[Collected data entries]

%%

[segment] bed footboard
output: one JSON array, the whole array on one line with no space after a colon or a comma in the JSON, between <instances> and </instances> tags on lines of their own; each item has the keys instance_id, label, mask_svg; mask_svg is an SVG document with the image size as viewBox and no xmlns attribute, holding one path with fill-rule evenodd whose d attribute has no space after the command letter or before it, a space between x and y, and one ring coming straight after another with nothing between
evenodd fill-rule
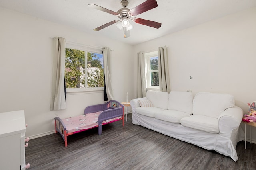
<instances>
[{"instance_id":1,"label":"bed footboard","mask_svg":"<svg viewBox=\"0 0 256 170\"><path fill-rule=\"evenodd\" d=\"M102 122L107 120L122 117L122 118L107 123L120 120L123 120L123 127L124 126L124 106L116 100L111 100L107 103L108 109L102 111L99 115L98 119L98 132L101 135L102 129Z\"/></svg>"},{"instance_id":2,"label":"bed footboard","mask_svg":"<svg viewBox=\"0 0 256 170\"><path fill-rule=\"evenodd\" d=\"M60 117L54 118L55 121L55 133L57 132L60 133L65 141L65 146L68 146L68 140L67 139L67 130L65 124Z\"/></svg>"}]
</instances>

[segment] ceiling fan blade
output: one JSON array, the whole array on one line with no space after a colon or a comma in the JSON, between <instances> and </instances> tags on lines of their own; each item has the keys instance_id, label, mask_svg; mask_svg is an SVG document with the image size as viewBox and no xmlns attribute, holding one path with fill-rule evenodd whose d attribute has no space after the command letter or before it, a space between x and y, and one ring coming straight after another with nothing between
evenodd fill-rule
<instances>
[{"instance_id":1,"label":"ceiling fan blade","mask_svg":"<svg viewBox=\"0 0 256 170\"><path fill-rule=\"evenodd\" d=\"M149 27L153 27L155 28L158 29L161 27L162 25L162 23L159 22L144 20L144 19L135 18L134 18L132 20L136 23L148 26Z\"/></svg>"},{"instance_id":2,"label":"ceiling fan blade","mask_svg":"<svg viewBox=\"0 0 256 170\"><path fill-rule=\"evenodd\" d=\"M95 5L94 4L88 4L88 6L90 7L93 8L94 9L96 9L97 10L100 10L105 12L107 12L111 14L114 15L116 16L118 15L118 14L117 12L115 12L114 11L111 11L111 10L108 10L107 8L105 8L102 7L101 6L99 6L98 5Z\"/></svg>"},{"instance_id":3,"label":"ceiling fan blade","mask_svg":"<svg viewBox=\"0 0 256 170\"><path fill-rule=\"evenodd\" d=\"M124 27L123 27L123 29L124 29L124 38L128 38L131 35L130 30L127 30L127 28Z\"/></svg>"},{"instance_id":4,"label":"ceiling fan blade","mask_svg":"<svg viewBox=\"0 0 256 170\"><path fill-rule=\"evenodd\" d=\"M135 16L157 7L157 2L155 0L148 0L132 9L130 14Z\"/></svg>"},{"instance_id":5,"label":"ceiling fan blade","mask_svg":"<svg viewBox=\"0 0 256 170\"><path fill-rule=\"evenodd\" d=\"M101 25L101 26L99 27L98 28L93 29L93 30L96 31L100 31L100 30L103 29L103 28L105 28L111 25L116 23L118 21L117 20L114 20L114 21L110 22L108 23L107 23L106 24Z\"/></svg>"}]
</instances>

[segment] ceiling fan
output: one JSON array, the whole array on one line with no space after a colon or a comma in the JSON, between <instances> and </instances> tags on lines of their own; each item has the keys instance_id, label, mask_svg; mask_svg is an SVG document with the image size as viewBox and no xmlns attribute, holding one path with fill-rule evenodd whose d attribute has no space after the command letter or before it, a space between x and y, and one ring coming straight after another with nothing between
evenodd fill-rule
<instances>
[{"instance_id":1,"label":"ceiling fan","mask_svg":"<svg viewBox=\"0 0 256 170\"><path fill-rule=\"evenodd\" d=\"M122 0L121 1L121 4L124 8L120 9L117 12L102 7L94 4L88 4L88 6L90 7L116 16L120 19L114 20L101 25L94 29L94 30L100 31L103 28L118 23L116 26L120 29L123 29L124 38L127 38L130 36L130 30L133 27L129 22L128 20L131 20L135 23L144 25L153 28L158 29L161 27L162 23L159 22L135 17L135 16L157 7L156 1L155 0L147 0L131 10L126 8L128 4L129 4L129 2L127 0Z\"/></svg>"}]
</instances>

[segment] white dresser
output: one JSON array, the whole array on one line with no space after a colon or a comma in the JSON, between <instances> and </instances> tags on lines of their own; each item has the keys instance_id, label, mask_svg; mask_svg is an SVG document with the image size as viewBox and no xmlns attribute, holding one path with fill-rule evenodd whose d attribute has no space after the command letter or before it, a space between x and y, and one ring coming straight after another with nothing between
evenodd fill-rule
<instances>
[{"instance_id":1,"label":"white dresser","mask_svg":"<svg viewBox=\"0 0 256 170\"><path fill-rule=\"evenodd\" d=\"M0 113L0 165L2 170L25 170L24 110Z\"/></svg>"}]
</instances>

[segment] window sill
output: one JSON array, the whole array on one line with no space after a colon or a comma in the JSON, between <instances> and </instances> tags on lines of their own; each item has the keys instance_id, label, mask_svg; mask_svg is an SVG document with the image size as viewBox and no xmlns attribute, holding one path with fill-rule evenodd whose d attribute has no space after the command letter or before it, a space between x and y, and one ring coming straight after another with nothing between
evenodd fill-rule
<instances>
[{"instance_id":1,"label":"window sill","mask_svg":"<svg viewBox=\"0 0 256 170\"><path fill-rule=\"evenodd\" d=\"M146 91L148 91L148 90L160 91L160 89L159 88L146 88Z\"/></svg>"},{"instance_id":2,"label":"window sill","mask_svg":"<svg viewBox=\"0 0 256 170\"><path fill-rule=\"evenodd\" d=\"M92 87L89 88L67 88L67 95L82 94L87 93L101 93L103 92L103 87Z\"/></svg>"}]
</instances>

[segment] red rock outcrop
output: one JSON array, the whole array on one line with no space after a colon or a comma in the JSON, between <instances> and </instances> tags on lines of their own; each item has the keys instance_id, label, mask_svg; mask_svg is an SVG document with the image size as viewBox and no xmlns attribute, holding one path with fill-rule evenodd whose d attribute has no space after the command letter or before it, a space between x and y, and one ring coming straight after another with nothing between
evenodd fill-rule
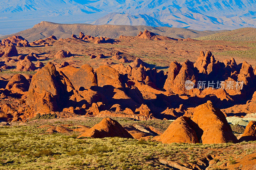
<instances>
[{"instance_id":1,"label":"red rock outcrop","mask_svg":"<svg viewBox=\"0 0 256 170\"><path fill-rule=\"evenodd\" d=\"M36 69L35 64L30 60L24 59L18 61L16 70L16 71L29 71Z\"/></svg>"},{"instance_id":2,"label":"red rock outcrop","mask_svg":"<svg viewBox=\"0 0 256 170\"><path fill-rule=\"evenodd\" d=\"M146 64L138 57L136 57L135 60L130 64L130 65L132 68L139 67L141 65L142 65L143 66L146 66Z\"/></svg>"},{"instance_id":3,"label":"red rock outcrop","mask_svg":"<svg viewBox=\"0 0 256 170\"><path fill-rule=\"evenodd\" d=\"M165 81L164 86L165 90L167 91L171 91L178 94L186 93L188 91L186 89L185 86L187 80L190 81L189 82L194 85L194 87L196 87L197 74L193 63L187 60L182 63L180 69L177 63L173 62L171 63L171 66L172 68L173 66L174 69L170 69L170 72L168 72L168 76L169 78L167 78ZM177 74L179 70L179 71ZM174 79L172 80L173 78L174 78Z\"/></svg>"},{"instance_id":4,"label":"red rock outcrop","mask_svg":"<svg viewBox=\"0 0 256 170\"><path fill-rule=\"evenodd\" d=\"M14 92L22 93L28 90L29 82L21 74L15 74L12 77L5 89Z\"/></svg>"},{"instance_id":5,"label":"red rock outcrop","mask_svg":"<svg viewBox=\"0 0 256 170\"><path fill-rule=\"evenodd\" d=\"M216 62L215 58L210 51L205 55L204 51L200 51L200 57L194 64L194 66L197 68L199 73L207 74L207 67L211 63Z\"/></svg>"},{"instance_id":6,"label":"red rock outcrop","mask_svg":"<svg viewBox=\"0 0 256 170\"><path fill-rule=\"evenodd\" d=\"M255 77L252 65L245 61L244 62L240 72L237 76L237 80L243 82L245 85L251 85L255 79Z\"/></svg>"},{"instance_id":7,"label":"red rock outcrop","mask_svg":"<svg viewBox=\"0 0 256 170\"><path fill-rule=\"evenodd\" d=\"M44 63L42 63L41 62L37 62L37 63L36 64L36 67L43 67L44 66Z\"/></svg>"},{"instance_id":8,"label":"red rock outcrop","mask_svg":"<svg viewBox=\"0 0 256 170\"><path fill-rule=\"evenodd\" d=\"M69 51L60 50L54 55L54 57L55 58L60 59L69 57L71 56L71 53Z\"/></svg>"},{"instance_id":9,"label":"red rock outcrop","mask_svg":"<svg viewBox=\"0 0 256 170\"><path fill-rule=\"evenodd\" d=\"M211 101L196 107L191 120L196 123L192 127L203 144L237 142L224 114Z\"/></svg>"},{"instance_id":10,"label":"red rock outcrop","mask_svg":"<svg viewBox=\"0 0 256 170\"><path fill-rule=\"evenodd\" d=\"M145 30L142 33L140 32L139 34L137 36L138 37L143 39L148 39L149 40L175 40L178 41L178 39L171 38L162 35L156 35L154 33L149 31L147 30Z\"/></svg>"},{"instance_id":11,"label":"red rock outcrop","mask_svg":"<svg viewBox=\"0 0 256 170\"><path fill-rule=\"evenodd\" d=\"M18 47L30 47L28 42L26 39L19 35L13 35L12 37L4 39L2 41L2 44L4 46L12 44Z\"/></svg>"},{"instance_id":12,"label":"red rock outcrop","mask_svg":"<svg viewBox=\"0 0 256 170\"><path fill-rule=\"evenodd\" d=\"M252 121L249 122L244 132L238 138L239 142L256 140L256 121Z\"/></svg>"},{"instance_id":13,"label":"red rock outcrop","mask_svg":"<svg viewBox=\"0 0 256 170\"><path fill-rule=\"evenodd\" d=\"M135 110L135 113L139 114L140 115L150 116L152 116L150 110L146 105L142 104L141 106Z\"/></svg>"},{"instance_id":14,"label":"red rock outcrop","mask_svg":"<svg viewBox=\"0 0 256 170\"><path fill-rule=\"evenodd\" d=\"M56 37L54 35L52 35L45 39L41 39L36 41L33 42L29 43L31 46L34 45L52 45L57 40Z\"/></svg>"},{"instance_id":15,"label":"red rock outcrop","mask_svg":"<svg viewBox=\"0 0 256 170\"><path fill-rule=\"evenodd\" d=\"M172 62L171 63L168 70L168 75L167 79L165 81L164 88L167 91L172 89L173 85L173 81L176 77L179 74L181 66L177 61Z\"/></svg>"},{"instance_id":16,"label":"red rock outcrop","mask_svg":"<svg viewBox=\"0 0 256 170\"><path fill-rule=\"evenodd\" d=\"M76 90L89 89L91 86L97 85L97 80L93 69L88 64L80 68L68 66L60 69L70 81Z\"/></svg>"},{"instance_id":17,"label":"red rock outcrop","mask_svg":"<svg viewBox=\"0 0 256 170\"><path fill-rule=\"evenodd\" d=\"M117 121L107 117L86 130L78 138L90 137L103 138L116 137L133 138L132 136Z\"/></svg>"},{"instance_id":18,"label":"red rock outcrop","mask_svg":"<svg viewBox=\"0 0 256 170\"><path fill-rule=\"evenodd\" d=\"M48 63L34 75L26 104L36 113L44 114L62 110L65 103L66 86L54 64Z\"/></svg>"},{"instance_id":19,"label":"red rock outcrop","mask_svg":"<svg viewBox=\"0 0 256 170\"><path fill-rule=\"evenodd\" d=\"M189 120L189 118L186 117L178 118L171 124L162 134L154 139L164 144L198 143L196 132L188 122Z\"/></svg>"},{"instance_id":20,"label":"red rock outcrop","mask_svg":"<svg viewBox=\"0 0 256 170\"><path fill-rule=\"evenodd\" d=\"M0 57L11 57L18 55L18 52L16 47L12 44L8 44L4 49L4 51L0 50Z\"/></svg>"},{"instance_id":21,"label":"red rock outcrop","mask_svg":"<svg viewBox=\"0 0 256 170\"><path fill-rule=\"evenodd\" d=\"M98 85L100 87L109 85L116 88L123 88L119 73L114 69L106 65L102 65L95 70Z\"/></svg>"}]
</instances>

%%

-- To be done --
Pull out each line of the records above that contains the string "segment", and list those lines in the order they appear.

-- Right answer --
[segment] bed footboard
[segment] ceiling fan blade
[segment] ceiling fan
[segment] white dresser
[segment] window sill
[segment] red rock outcrop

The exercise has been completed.